----- SELECTED PASSAGE

1. If a transaction includes a PUT (update) operation, the transaction instead shares the transaction buffer between reads and writes (same behavior as 3.3) in order to avoid copying buffers. This transaction mode can be disabled via etcd --experimental-txn-mode-write-with-shared-buffer=false.

   The benchmark results show that the transaction throughput with a high write ratio has increased up to 2.7 times by avoiding copying buffers when creating a write transaction (see Figures 3 and 4). This benefits all kube-apiserver create and update calls that use etcd transactions (see etcd3 store v1.21 code). For more information, see wilsonwang371@ of ByteDance’s code change and benchmark results.

----------
----- DATA ENTRIES

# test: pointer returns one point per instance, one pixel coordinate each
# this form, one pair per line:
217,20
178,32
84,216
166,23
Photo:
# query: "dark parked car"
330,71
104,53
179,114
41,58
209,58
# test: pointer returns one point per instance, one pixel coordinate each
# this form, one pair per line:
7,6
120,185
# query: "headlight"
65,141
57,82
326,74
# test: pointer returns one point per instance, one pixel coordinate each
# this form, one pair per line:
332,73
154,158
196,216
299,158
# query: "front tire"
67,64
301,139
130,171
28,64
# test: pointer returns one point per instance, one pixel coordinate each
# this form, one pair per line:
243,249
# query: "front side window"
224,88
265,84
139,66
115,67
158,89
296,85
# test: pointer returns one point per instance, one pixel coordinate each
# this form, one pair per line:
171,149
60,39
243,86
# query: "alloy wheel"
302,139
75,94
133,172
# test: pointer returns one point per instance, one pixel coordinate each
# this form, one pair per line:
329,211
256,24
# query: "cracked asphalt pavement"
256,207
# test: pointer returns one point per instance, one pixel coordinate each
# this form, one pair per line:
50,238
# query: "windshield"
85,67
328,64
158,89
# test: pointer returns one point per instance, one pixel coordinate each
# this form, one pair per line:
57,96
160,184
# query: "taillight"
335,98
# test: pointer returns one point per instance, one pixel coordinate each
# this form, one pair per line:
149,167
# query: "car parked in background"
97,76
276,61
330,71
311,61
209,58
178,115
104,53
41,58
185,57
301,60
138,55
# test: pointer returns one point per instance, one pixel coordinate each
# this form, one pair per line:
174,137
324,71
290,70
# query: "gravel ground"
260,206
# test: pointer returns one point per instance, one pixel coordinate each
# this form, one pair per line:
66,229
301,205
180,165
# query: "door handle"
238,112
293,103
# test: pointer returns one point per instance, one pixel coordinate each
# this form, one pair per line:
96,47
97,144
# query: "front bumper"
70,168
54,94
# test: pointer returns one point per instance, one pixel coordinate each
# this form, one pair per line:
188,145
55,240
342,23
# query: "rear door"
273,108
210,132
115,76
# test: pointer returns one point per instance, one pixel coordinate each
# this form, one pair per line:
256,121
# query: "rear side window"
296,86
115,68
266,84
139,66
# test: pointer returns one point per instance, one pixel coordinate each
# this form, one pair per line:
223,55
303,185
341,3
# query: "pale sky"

----------

TASK OBJECTIVE: Write out every parenthetical remark in the passage about etcd transactions, with its parentheses, in the order it appears.

EXERCISE RESPONSE:
(update)
(same behavior as 3.3)
(see Figures 3 and 4)
(see etcd3 store v1.21 code)